**EXERCISE TEXT**
China has lodged "stern representations" with the United States after President Barack Obama signed into law a U.S. defense policy bill that suggests a plan to conduct high-level military exchanges with Taiwan.
Part of the $618.7 billion National Defense Authorization Act "expresses the sense of Congress that (the U.S. Department of Defense) should conduct a program of senior military exchanges between the United States and Taiwan".
In a statement late Sunday, the Chinese Foreign Ministry also said it had lodged a protest with the United States over the Taiwan content of the act and expressed its strong opposition.
The statement says Taiwan is Chinese territory. It also noted that the part of the defense policy bill referring to Taiwan is not legally binding, but says it interferes with internal affairs, which China finds unacceptable.
"We urge the U.S. side to abide by its promises made to China on the Taiwan issue, stop U.S.-Taiwan military contacts and arms sales to Taiwan, to avoid damaging Sino-U.S. ties and peace and stability in the Taiwan Strait."

**QUESTIONS ON THE MATERIAL**
• A. Shorten the paragraph beginning "The statement says Taiwan is Chinese territory" from the article on China's protest into a short bulleted list that keeps its main facts.
• B. Extend the article on China's protest over the defense bill, picking up right after its closing quotation.

**SOURCE MATERIAL**
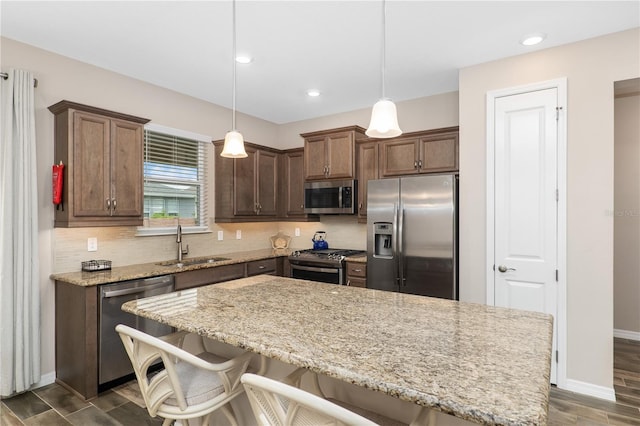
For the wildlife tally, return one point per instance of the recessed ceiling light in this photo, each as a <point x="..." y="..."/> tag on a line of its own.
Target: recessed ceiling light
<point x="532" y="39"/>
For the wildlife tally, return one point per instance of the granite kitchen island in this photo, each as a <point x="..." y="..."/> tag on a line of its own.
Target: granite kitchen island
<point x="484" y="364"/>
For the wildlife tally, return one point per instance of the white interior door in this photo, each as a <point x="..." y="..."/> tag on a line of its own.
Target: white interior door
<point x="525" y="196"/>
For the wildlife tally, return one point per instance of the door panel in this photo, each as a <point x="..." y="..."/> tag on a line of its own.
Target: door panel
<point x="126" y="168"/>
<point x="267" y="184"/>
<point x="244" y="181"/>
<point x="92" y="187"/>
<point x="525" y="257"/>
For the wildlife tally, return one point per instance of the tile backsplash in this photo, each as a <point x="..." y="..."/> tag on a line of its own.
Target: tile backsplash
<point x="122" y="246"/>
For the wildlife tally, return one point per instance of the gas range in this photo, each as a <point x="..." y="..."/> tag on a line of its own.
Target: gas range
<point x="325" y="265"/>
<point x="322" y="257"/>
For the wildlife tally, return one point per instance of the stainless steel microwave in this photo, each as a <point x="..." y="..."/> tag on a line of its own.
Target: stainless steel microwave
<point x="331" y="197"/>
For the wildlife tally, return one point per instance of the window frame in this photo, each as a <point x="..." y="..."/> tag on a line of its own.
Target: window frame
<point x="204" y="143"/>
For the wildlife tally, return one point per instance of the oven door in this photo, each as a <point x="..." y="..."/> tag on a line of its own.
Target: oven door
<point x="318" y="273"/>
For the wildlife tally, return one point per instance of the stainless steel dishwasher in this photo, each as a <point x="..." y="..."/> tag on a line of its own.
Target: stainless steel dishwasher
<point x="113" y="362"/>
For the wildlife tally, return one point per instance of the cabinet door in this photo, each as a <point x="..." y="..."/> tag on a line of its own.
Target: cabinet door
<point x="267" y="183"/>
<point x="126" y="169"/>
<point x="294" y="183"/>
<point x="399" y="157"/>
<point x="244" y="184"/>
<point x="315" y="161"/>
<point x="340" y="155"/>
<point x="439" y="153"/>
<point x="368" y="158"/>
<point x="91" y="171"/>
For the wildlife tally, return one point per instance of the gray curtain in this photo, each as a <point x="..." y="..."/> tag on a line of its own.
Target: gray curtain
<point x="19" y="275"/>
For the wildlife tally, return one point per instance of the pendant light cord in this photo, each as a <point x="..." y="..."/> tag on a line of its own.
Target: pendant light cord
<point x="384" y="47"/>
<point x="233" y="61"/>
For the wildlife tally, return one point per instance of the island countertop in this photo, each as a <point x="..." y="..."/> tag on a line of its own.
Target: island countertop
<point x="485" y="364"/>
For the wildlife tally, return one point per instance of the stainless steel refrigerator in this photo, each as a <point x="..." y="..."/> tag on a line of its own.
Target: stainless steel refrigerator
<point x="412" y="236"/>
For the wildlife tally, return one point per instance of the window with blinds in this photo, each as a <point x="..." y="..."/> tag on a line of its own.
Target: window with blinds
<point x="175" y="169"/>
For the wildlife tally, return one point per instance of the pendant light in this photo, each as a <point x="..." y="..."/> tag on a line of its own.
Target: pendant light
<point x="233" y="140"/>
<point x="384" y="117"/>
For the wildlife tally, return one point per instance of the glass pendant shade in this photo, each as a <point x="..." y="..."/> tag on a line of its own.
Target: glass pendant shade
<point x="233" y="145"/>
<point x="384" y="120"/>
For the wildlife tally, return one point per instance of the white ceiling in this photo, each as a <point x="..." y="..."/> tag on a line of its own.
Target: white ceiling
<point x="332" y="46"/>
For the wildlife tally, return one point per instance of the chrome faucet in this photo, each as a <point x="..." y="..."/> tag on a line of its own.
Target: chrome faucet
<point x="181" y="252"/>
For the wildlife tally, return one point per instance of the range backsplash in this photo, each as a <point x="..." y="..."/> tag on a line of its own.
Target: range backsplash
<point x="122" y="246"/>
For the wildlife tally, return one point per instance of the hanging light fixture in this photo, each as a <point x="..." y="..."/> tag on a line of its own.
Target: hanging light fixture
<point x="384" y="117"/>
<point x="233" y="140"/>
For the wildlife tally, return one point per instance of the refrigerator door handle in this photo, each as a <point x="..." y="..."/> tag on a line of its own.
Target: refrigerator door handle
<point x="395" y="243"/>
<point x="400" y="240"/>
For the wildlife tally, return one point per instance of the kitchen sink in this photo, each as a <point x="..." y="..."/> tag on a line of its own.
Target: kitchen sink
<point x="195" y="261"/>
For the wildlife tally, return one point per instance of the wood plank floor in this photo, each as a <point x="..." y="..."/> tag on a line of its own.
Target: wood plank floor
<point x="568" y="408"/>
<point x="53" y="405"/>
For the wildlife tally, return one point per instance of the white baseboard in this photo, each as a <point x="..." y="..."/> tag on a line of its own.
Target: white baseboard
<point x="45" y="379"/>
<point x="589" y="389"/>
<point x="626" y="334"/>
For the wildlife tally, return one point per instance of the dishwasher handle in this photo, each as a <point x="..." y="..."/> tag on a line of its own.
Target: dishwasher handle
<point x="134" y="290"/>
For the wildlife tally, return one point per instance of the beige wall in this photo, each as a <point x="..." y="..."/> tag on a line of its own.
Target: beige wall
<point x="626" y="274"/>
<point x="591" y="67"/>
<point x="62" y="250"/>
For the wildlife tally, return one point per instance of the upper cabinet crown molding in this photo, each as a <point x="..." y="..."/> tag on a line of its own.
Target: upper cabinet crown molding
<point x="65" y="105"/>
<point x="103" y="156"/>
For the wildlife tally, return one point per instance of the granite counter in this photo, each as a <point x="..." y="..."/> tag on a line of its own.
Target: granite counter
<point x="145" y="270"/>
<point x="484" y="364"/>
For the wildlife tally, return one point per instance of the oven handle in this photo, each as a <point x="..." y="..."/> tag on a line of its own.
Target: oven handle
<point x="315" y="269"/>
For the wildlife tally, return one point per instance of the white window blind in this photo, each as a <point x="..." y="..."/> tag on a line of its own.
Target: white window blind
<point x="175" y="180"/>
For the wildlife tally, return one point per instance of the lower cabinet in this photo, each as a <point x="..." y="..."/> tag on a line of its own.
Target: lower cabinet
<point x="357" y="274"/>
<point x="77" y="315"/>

**ANSWERS**
• A.
- The statement says Taiwan is Chinese territory.
- It notes that the Taiwan section of the defense policy bill is not legally binding.
- It says the section still interferes with internal affairs, which China finds unacceptable.

• B.
U.S.-China tensions ratcheted up earlier this month when President-elect Donald Trump spoke by phone to Taiwan leader Tsai Ing-wen, breaking decades of U.S. protocol.
China claims Taiwan as part of its “One China” policy, and the U.S. has recognized that claim since 1979 without having formal diplomatic relations with the island since then.
By signing into law the National Defense Authorization Act for Fiscal Year 2017, outgoing United States President Barack Obama has added further complexity and potentially explosive uncertainty to China-U.S. relations, China’s state-owned China Daily said on Monday.